Activity: Reproduce every entry precisely as written.

[Natural language region descriptions]
BEGIN

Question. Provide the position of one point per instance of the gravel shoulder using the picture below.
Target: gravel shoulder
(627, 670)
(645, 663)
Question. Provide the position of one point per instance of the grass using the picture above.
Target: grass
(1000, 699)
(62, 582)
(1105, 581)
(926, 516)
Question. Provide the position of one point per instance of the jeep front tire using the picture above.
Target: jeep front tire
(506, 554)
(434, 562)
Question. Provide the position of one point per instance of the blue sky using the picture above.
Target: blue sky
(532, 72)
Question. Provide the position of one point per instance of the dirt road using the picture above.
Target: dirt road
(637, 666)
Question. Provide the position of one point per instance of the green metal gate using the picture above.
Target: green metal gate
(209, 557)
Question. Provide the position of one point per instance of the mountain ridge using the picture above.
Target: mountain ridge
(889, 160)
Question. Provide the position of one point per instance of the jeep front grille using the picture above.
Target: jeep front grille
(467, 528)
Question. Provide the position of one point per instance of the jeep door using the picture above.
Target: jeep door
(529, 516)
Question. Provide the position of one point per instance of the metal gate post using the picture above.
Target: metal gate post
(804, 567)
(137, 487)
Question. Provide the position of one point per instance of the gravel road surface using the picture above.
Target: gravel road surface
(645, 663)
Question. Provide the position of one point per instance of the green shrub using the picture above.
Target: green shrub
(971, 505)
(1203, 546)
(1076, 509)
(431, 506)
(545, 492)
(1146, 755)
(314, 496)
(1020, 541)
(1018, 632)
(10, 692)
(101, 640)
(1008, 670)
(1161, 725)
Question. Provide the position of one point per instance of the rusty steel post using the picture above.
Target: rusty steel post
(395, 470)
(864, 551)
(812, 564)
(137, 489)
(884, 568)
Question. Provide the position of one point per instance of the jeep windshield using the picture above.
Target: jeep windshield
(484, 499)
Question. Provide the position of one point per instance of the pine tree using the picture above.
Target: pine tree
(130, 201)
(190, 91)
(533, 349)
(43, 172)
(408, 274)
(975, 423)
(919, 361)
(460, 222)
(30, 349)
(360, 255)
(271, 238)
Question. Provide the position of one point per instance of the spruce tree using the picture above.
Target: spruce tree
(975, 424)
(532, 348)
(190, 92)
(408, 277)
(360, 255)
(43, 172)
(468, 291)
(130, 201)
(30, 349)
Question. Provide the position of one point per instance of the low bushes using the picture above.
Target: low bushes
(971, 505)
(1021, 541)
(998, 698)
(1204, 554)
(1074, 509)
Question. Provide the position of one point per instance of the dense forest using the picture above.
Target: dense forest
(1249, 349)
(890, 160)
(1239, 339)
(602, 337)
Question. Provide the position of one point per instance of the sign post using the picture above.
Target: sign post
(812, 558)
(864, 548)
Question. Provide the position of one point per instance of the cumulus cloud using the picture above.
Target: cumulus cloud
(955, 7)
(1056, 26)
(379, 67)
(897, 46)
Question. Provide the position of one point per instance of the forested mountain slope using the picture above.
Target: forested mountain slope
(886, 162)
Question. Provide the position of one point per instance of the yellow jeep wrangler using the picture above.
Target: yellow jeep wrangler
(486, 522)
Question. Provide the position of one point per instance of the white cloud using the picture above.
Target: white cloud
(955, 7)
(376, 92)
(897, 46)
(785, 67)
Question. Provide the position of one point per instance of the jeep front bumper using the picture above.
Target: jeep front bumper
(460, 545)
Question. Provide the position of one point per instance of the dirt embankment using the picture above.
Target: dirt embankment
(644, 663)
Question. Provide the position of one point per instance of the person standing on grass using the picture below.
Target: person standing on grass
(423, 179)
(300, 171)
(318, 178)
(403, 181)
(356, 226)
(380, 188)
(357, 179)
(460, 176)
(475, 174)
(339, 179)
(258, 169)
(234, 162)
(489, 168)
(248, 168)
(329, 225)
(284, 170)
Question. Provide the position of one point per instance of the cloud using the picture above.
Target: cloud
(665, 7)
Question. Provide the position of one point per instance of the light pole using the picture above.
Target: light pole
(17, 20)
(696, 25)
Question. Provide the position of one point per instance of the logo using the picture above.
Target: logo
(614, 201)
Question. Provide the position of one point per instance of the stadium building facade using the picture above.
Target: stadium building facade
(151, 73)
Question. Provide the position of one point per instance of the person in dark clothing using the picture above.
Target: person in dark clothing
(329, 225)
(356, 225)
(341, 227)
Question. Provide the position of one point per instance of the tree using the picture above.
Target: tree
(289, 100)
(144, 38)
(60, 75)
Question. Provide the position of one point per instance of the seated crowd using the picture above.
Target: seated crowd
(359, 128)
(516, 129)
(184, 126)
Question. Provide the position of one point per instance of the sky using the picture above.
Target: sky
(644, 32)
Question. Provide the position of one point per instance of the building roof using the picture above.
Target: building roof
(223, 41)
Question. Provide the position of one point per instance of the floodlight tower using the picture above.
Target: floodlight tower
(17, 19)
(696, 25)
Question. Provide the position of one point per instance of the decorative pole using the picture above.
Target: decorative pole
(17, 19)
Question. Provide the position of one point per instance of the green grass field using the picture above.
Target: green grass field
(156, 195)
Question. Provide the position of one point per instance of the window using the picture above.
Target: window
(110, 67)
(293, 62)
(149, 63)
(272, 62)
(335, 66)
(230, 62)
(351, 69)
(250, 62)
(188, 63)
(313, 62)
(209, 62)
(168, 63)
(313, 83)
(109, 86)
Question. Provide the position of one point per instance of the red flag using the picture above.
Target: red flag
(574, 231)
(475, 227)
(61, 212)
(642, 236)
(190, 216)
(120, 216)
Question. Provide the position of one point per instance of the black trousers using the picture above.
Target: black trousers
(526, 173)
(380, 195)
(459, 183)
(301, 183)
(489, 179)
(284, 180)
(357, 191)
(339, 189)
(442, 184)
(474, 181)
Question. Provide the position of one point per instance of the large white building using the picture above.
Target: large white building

END

Output for this exercise:
Question. Provide the position of one point per instance of the gravel shoulder using the picture below.
Target: gravel shoulder
(627, 670)
(645, 663)
Question. Provide the position of one point per instance of the grass using the picture above.
Target: grass
(1000, 699)
(62, 582)
(1105, 581)
(926, 516)
Question. Provide the position of one point per instance of the jeep front tire using the picture above.
Target: jeep front tire
(506, 554)
(434, 562)
Question. Provide the position of one point per instance of the blue sky using the picture above.
Target: blue sky
(532, 72)
Question. Provide the position of one point per instance of the dirt road using the picture above.
Target: dirt road
(637, 666)
Question. Provide the position of one point per instance of the green metal gate using the picture above.
Target: green metal gate
(209, 557)
Question. Provide the position of one point per instance of the mountain ridge using the picture above.
Target: mountain ridge
(889, 160)
Question. Provide the position of one point per instance of the jeep front grille using the picture above.
Target: jeep front grille
(467, 528)
Question. Provide the position of one point per instance of the jeep door using the picture above.
Target: jeep door
(529, 516)
Question. Provide the position of one point per instance of the metal gate post using the picture above.
Target: metal gate post
(804, 567)
(137, 487)
Question. Provide the position of one point per instance of the gravel road surface using the picture above.
Target: gravel road surface
(645, 663)
Question. Provide the position of one point per instance of the green shrub using the picture above.
Target: green shrub
(971, 505)
(1203, 546)
(1076, 509)
(431, 506)
(545, 492)
(1146, 755)
(314, 496)
(1020, 541)
(1018, 632)
(10, 692)
(101, 640)
(1008, 670)
(1161, 725)
Question. Provide the position of one point per instance of the rusty steel post using the picture above.
Target: rusty steel post
(395, 470)
(864, 551)
(812, 564)
(137, 489)
(884, 568)
Question. Provide the position of one point per instance of the jeep windshield using the picture above.
Target: jeep windshield
(484, 499)
Question. Provide the position of one point per instance of the pine tree using the picture above.
Target: pine tree
(130, 201)
(190, 91)
(533, 349)
(43, 172)
(408, 274)
(975, 423)
(919, 361)
(460, 222)
(30, 349)
(360, 255)
(271, 238)
Question. Provide the position of one point per instance of the spruce tree using the picture above.
Target: spruce tree
(975, 424)
(532, 348)
(190, 92)
(408, 277)
(360, 255)
(43, 172)
(468, 291)
(130, 201)
(30, 349)
Question. Provide the position of one point per instance of the low bushes using the picture above.
Target: low bushes
(971, 505)
(1021, 541)
(998, 698)
(1204, 554)
(1074, 509)
Question. Provide the position of one point per instance of the dense forest using the picture above.
Target: dense forest
(1249, 349)
(890, 160)
(1239, 339)
(602, 337)
Question. Provide the position of one point per instance of the sign post using the picture above.
Target: sign post
(812, 558)
(864, 548)
Question. Provide the position of one point per instance of the cumulus cloud using the picture above.
Target: cumulus cloud
(955, 7)
(1056, 26)
(379, 67)
(897, 46)
Question. Provide the position of one point per instance of the forested mountain slope using the picture above.
Target: forested mountain slope
(886, 162)
Question. Provide the position of one point per instance of the yellow jeep wrangler using the picture above.
Target: yellow jeep wrangler
(486, 522)
Question. Provide the position of one point per instance of the white cloud using the picture above.
Target: white cloud
(955, 7)
(376, 92)
(897, 46)
(785, 67)
Question. Provide the position of one point per instance of the jeep front bumper using the picture above.
Target: jeep front bumper
(460, 545)
Question. Provide the position of one point per instance of the dirt embankment using the picture above.
Target: dirt embankment
(644, 663)
Question. Provide the position of one point per instance of the person standing on grass using the picture below.
Target: person standing on grass
(423, 179)
(300, 171)
(318, 178)
(403, 181)
(356, 226)
(380, 188)
(357, 179)
(460, 176)
(475, 174)
(339, 179)
(258, 169)
(234, 162)
(489, 168)
(248, 168)
(329, 225)
(284, 170)
Question. Provide the position of one point per instance of the cloud using the picture above.
Target: cloud
(665, 7)
Question. Provide the position of one point per instance of the light pole using the picture above.
Target: light pole
(17, 20)
(696, 25)
Question. Provide the position of one point per instance of the logo using the picture above.
Target: logo
(614, 201)
Question. Provide the position of one point per instance of the stadium building facade using the picture above.
Target: stadium building facade
(151, 73)
Question. Provide the position of one point per instance of the person in dark clothing using the picture above.
Target: person in dark clothing
(329, 225)
(356, 225)
(341, 227)
Question. Provide the position of one point per instance of the tree using the picture above.
Target: tree
(289, 100)
(144, 38)
(60, 75)
Question. Provide the position of one point per instance of the seated crowd using the picture above.
Target: seated crowd
(359, 128)
(516, 129)
(184, 126)
Question. Provide the position of one point per instance of the sky using the picture above.
Target: sky
(644, 32)
Question. Provide the position of one point per instance of the building roof using the picture above.
Target: building roof
(223, 41)
Question. Provide the position of one point per instance of the floodlight tower using the picture above.
Target: floodlight tower
(17, 19)
(696, 25)
Question. Provide the position of one point per instance of the decorative pole using the picture above.
Target: decorative pole
(17, 19)
Question. Provide the position of one point per instance of the green grass field using the picture above.
Target: green grass field
(156, 195)
Question. Provide the position of one point per instance of the window using the picture above.
Target: window
(110, 67)
(293, 62)
(149, 63)
(272, 62)
(335, 66)
(230, 62)
(351, 69)
(250, 62)
(188, 63)
(313, 62)
(209, 62)
(168, 63)
(313, 83)
(109, 86)
Question. Provide the position of one point per instance of the red flag using the picture above.
Target: red flag
(574, 231)
(475, 227)
(61, 212)
(642, 236)
(190, 216)
(120, 216)
Question. Provide the position of one point per instance of the black trousers using the picture above.
Target: black trousers
(526, 173)
(380, 195)
(459, 183)
(301, 183)
(489, 179)
(284, 180)
(357, 191)
(339, 189)
(442, 184)
(474, 181)
Question. Provide the position of one point per instance of the large white building using the picture above.
Target: large white building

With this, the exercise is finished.